Problem details >>
Everything from the line with "Please indicate the woman's brown" to the end of the data below must be returned exactly as it is, and nothing besides.

Supplied records >>
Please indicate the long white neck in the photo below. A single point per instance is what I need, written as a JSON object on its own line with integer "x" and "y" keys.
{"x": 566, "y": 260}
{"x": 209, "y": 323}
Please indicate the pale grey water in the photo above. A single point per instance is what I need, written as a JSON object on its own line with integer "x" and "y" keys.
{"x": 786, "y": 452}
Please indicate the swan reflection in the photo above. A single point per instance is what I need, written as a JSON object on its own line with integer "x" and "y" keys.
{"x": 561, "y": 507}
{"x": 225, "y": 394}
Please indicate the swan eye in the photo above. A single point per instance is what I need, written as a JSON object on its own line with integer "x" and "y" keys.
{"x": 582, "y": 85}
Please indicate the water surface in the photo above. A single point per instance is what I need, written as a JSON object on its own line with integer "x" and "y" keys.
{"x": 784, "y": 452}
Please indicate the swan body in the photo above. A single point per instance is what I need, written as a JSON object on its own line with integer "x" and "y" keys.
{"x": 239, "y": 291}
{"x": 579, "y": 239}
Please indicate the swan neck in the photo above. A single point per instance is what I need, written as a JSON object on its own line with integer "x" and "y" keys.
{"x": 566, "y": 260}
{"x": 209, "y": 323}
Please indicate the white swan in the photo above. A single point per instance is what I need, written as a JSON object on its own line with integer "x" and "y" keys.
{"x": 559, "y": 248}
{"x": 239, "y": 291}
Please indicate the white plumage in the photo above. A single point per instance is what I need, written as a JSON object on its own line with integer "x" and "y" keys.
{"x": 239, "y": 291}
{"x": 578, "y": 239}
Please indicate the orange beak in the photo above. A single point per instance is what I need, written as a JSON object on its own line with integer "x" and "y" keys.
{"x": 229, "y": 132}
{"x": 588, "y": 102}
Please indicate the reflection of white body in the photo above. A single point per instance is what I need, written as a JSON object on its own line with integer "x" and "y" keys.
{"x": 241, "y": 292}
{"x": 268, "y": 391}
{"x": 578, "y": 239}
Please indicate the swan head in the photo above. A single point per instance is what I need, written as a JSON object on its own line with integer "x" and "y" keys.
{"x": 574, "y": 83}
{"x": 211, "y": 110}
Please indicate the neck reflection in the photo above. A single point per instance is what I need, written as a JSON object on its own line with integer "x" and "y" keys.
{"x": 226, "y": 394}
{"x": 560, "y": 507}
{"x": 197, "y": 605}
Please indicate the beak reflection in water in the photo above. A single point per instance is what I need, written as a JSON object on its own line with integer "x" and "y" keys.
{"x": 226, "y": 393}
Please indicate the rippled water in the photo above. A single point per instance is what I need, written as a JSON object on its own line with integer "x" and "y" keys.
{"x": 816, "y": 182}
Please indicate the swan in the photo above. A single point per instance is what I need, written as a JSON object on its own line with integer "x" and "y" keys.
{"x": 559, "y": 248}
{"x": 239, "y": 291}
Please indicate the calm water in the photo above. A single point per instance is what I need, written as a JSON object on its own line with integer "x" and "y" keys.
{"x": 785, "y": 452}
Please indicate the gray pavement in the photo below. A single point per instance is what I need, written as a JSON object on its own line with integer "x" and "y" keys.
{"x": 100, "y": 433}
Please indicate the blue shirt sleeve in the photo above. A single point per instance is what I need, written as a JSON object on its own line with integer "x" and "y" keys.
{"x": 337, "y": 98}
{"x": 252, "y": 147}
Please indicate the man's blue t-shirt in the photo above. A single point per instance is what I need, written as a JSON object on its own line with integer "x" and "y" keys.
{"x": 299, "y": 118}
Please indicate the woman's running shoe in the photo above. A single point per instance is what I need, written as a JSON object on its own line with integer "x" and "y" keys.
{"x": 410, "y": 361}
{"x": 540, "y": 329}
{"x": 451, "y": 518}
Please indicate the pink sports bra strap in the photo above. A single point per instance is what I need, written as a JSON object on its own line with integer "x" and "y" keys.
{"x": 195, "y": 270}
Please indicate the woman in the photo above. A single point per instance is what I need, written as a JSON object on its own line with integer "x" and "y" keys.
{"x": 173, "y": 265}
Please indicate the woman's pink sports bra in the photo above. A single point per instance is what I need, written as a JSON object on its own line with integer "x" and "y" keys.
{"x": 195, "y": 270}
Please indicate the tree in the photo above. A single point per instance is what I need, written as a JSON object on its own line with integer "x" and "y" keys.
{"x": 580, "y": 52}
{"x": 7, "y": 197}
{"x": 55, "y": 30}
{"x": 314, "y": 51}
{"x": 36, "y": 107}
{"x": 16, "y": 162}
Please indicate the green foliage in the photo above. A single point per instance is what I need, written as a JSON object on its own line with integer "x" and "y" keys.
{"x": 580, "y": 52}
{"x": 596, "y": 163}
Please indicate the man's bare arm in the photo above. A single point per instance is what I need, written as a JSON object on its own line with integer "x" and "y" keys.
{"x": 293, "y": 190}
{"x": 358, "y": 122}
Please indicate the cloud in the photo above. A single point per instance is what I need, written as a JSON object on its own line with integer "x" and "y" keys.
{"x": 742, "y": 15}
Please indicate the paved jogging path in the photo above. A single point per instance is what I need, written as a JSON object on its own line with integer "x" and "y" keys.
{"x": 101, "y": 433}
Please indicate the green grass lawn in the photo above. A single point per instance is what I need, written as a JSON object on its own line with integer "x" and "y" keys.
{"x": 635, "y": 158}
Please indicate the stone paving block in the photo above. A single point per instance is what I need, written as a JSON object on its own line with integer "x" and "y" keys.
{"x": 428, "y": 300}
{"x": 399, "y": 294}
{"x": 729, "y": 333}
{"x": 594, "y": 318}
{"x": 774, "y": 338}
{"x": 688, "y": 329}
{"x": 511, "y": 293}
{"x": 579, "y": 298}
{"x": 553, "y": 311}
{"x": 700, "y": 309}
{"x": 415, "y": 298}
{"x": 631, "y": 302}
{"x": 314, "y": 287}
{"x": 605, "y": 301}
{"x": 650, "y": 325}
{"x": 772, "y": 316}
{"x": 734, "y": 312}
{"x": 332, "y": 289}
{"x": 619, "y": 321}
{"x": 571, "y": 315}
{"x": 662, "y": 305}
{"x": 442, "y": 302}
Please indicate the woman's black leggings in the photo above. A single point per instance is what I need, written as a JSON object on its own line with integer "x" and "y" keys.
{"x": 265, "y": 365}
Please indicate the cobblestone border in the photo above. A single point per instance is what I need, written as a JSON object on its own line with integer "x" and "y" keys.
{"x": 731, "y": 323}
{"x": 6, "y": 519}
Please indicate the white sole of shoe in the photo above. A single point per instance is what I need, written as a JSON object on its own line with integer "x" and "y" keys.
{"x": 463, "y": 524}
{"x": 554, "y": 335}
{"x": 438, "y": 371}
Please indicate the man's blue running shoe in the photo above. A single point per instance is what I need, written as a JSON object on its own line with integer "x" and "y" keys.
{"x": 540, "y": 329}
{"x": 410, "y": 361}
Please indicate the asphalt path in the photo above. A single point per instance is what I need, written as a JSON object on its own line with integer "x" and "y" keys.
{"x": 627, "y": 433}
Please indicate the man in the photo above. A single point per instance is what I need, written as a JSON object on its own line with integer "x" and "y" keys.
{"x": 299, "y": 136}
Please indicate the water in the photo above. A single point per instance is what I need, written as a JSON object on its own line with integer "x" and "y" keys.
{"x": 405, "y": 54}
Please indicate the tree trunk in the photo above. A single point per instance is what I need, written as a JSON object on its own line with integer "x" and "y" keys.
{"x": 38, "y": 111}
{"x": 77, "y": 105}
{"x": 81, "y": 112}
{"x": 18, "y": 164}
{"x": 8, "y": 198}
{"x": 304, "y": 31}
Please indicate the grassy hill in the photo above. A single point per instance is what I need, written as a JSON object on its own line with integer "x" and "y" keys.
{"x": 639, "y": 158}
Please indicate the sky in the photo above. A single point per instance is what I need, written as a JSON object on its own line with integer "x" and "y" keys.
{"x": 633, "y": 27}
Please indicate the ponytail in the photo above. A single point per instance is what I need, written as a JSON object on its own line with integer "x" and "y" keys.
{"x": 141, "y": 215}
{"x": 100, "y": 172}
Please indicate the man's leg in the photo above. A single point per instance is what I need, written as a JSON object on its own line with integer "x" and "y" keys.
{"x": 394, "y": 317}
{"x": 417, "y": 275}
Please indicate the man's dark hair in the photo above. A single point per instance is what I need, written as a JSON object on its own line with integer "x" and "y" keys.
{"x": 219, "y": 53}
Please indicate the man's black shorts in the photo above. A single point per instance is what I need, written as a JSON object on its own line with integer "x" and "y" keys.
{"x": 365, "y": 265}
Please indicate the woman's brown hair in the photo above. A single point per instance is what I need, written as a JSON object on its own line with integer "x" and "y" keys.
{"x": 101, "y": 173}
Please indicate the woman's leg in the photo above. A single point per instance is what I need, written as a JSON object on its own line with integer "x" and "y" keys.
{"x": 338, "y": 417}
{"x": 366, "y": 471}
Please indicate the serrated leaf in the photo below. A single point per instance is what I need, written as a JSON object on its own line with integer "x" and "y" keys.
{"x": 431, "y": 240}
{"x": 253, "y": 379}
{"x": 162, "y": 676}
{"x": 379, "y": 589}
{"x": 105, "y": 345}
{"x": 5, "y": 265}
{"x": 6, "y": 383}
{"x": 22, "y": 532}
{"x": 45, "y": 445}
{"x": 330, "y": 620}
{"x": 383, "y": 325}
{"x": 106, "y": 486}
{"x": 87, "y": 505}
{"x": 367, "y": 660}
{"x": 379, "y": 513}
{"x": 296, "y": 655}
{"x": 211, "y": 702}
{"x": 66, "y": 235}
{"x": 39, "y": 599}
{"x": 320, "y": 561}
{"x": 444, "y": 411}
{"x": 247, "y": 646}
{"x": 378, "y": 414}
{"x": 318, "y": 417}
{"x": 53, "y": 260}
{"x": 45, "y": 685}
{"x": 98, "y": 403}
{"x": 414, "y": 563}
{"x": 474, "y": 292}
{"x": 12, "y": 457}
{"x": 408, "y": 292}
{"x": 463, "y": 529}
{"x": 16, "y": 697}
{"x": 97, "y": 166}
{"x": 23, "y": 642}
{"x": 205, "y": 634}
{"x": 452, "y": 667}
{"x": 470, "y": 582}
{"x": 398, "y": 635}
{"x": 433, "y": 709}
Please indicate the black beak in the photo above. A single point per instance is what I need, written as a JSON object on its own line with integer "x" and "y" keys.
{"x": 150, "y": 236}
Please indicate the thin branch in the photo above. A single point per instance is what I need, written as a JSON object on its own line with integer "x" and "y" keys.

Finished task >>
Please indicate the woman's brown hair in the photo above. A single point per instance is what I need, written as a JSON object on its own line with integer "x" and "y" keys.
{"x": 101, "y": 173}
Please indicate the woman's leg in the photo above. A single point per instance is what I need, written as a JSON object on its own line with integer "x" and "y" keys.
{"x": 338, "y": 417}
{"x": 366, "y": 471}
Please indicate the serrated leaf in the photo below. A single point per instance is what I need, written as a JSON object on its own line with integer "x" and "y" keys.
{"x": 431, "y": 240}
{"x": 253, "y": 379}
{"x": 162, "y": 676}
{"x": 379, "y": 589}
{"x": 105, "y": 345}
{"x": 5, "y": 265}
{"x": 6, "y": 383}
{"x": 22, "y": 532}
{"x": 45, "y": 445}
{"x": 330, "y": 620}
{"x": 383, "y": 325}
{"x": 106, "y": 486}
{"x": 87, "y": 505}
{"x": 367, "y": 660}
{"x": 379, "y": 513}
{"x": 296, "y": 655}
{"x": 211, "y": 702}
{"x": 66, "y": 235}
{"x": 39, "y": 599}
{"x": 320, "y": 561}
{"x": 444, "y": 411}
{"x": 247, "y": 646}
{"x": 378, "y": 414}
{"x": 318, "y": 417}
{"x": 53, "y": 260}
{"x": 45, "y": 685}
{"x": 98, "y": 403}
{"x": 414, "y": 563}
{"x": 474, "y": 292}
{"x": 12, "y": 457}
{"x": 408, "y": 292}
{"x": 463, "y": 529}
{"x": 16, "y": 697}
{"x": 97, "y": 166}
{"x": 23, "y": 642}
{"x": 205, "y": 634}
{"x": 452, "y": 667}
{"x": 470, "y": 582}
{"x": 398, "y": 635}
{"x": 433, "y": 709}
Please indicate the black beak in the photo above. A single point per instance is what I need, written as a JSON object on its own line with integer "x" and "y" keys.
{"x": 150, "y": 236}
Please indicate the thin branch in the photo above. A single point per instance is what I need, written as a JSON object on its own line with integer "x" and "y" keys.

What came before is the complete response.